Nel brano qui sotto sull'affare con i fratelli Rechichi, trova tutte le cose che, secondo Roberto Emo, la società presa dalla moglie non aveva. Scrivile in un elenco.

**ESTRATTO**
+++

Un’operazione sulla cui liceità sta ben attento a pronunciarsi Roberto Emo, ma nella quale – sostiene – sarebbe stato coinvolto solo marginalmente. «Zumbo – racconta, su domanda del pm – aveva raggiunto un accordo commerciale con i fratelli Rechichi, coinvolgendo poi la Toscano e la mia ex moglie, Maria Porzia Zumbo». In cambio del passaggio societario e di una gestione mirata a ottenere un finanziamento bancario per risollevare i Rechichi dalle difficoltà economiche, Zumbo, la moglie e la sorella avrebbero percepito tremila euro al mese e in prospettiva avrebbero potuto acquisire la gestione della contabilità della società. Ma lui – afferma, rispondendo al suo legale – sarebbe stato informato solo a cose fatte e solo ad affare praticamente concluso e per non più di un paio di volte avrebbe incontrato i Lavilla e i Rechichi. «Mi hanno fatto vedere questa scrittura privata di quindici righe, spiegandomi che era loro intenzione sfruttare questo aspetto fiduciario per ottenere il mutuo (un finanziamento chiesto alla banca sulla base del passaggio societario, ndr). Non era ancora stato firmato, ma era già stato redatto. Dagli studi che ho fatto, ho detto loro che quella scrittura privata doveva essere registrata, ma soprattutto bisognava indicare fiduciario e fiduciante», ricorda. Raccomandazioni che – stando a quanto afferma – non sarebbero state seguite. «Dopo l’arresto, ho avuto modo di guardare tutte le carte e la scrittura privata non era menzionata da nessuna parte», spiega. È dunque l’immagine di un uomo, un marito, un parente e un professionista tenuto a margine di affari e decisioni quella che Roberto Emo vuole dare di sé. «All’epoca non sono intervenuto prima di tutto perché, trattandosi dell’affitto di un ramo d’azienda, mia moglie stava acquistando una società vuota, che non era proprietaria di alcun bene strumentale, tanto meno di merci in rimanenza, non aveva debiti con le banche né con i fornitori, secondo motivo, perché si era parlato del mutuo, ma non era stato detto che i partecipanti dovessero fornire qualche garanzia».

+++

**DATI RACCOLTI**
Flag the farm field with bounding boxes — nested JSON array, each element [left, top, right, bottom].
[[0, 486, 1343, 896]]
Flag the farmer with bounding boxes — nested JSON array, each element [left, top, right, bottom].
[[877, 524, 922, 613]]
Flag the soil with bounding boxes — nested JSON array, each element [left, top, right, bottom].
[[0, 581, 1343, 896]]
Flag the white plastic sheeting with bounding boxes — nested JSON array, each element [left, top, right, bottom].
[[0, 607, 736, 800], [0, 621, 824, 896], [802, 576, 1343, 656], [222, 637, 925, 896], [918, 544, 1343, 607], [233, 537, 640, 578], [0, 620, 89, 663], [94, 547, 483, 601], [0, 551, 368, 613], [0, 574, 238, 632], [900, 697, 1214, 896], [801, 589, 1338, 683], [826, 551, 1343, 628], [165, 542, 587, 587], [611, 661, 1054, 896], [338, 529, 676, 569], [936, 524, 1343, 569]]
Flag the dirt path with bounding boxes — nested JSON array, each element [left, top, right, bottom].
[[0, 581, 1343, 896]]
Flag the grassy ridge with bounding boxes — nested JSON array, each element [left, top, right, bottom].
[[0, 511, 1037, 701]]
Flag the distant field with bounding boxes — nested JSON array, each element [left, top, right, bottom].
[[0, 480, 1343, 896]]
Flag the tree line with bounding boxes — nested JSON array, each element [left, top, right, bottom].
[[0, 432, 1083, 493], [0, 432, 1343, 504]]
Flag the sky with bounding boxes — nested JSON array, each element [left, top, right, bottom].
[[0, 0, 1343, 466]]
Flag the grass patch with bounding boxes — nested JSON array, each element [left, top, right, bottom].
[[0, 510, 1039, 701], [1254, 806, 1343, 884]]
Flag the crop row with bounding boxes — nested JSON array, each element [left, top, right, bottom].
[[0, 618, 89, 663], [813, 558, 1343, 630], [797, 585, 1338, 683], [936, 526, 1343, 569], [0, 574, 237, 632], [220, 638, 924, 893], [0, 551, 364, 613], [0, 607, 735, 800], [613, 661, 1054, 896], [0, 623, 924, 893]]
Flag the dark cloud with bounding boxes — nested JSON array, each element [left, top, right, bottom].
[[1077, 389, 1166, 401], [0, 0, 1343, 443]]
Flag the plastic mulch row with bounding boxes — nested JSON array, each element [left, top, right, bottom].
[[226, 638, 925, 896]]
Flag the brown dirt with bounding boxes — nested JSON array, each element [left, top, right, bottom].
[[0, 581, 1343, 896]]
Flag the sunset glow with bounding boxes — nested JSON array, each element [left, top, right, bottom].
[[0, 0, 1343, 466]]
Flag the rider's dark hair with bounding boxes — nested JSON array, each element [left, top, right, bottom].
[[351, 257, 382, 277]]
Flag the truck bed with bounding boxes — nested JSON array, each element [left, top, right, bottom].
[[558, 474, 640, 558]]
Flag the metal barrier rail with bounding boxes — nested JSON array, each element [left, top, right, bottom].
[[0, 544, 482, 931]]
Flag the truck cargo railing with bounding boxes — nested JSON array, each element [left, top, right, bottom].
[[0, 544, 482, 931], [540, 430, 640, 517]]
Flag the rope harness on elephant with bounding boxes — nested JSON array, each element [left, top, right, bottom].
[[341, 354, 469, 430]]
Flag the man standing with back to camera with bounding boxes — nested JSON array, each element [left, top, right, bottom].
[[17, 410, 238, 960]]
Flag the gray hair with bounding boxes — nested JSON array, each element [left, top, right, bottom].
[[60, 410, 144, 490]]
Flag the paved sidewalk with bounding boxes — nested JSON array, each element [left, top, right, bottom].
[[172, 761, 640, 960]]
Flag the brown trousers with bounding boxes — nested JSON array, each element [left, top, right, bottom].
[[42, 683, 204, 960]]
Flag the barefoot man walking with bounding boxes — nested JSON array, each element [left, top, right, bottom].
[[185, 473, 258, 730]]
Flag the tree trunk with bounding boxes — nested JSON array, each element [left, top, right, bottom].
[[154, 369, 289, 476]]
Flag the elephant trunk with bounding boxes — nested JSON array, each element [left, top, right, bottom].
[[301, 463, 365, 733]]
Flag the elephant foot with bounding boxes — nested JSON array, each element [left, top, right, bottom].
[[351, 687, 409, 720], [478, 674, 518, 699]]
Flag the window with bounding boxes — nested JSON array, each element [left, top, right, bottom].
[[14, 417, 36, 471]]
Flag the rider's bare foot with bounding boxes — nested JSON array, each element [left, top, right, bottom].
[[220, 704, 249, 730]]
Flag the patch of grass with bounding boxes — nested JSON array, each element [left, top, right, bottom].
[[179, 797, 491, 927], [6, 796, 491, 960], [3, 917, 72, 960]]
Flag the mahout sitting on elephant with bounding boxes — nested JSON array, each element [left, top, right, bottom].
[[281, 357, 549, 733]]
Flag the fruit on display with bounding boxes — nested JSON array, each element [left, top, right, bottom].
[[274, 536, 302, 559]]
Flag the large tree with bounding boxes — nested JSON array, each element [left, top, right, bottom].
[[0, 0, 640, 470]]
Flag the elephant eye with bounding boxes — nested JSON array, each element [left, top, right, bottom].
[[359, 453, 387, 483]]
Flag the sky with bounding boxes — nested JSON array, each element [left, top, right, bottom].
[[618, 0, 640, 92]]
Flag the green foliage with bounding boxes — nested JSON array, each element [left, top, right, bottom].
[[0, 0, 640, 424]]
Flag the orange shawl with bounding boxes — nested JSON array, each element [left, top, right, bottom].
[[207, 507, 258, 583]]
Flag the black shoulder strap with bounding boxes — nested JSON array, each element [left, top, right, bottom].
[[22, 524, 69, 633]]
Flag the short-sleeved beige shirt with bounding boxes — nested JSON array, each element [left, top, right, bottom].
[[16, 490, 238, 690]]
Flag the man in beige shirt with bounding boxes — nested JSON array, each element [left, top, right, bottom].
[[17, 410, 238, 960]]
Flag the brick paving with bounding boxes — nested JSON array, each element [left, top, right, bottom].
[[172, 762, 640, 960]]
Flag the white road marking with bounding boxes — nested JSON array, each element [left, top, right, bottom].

+++

**RISPOSTA**
- beni strumentali
- merci in rimanenza
- debiti con le banche
- debiti con i fornitori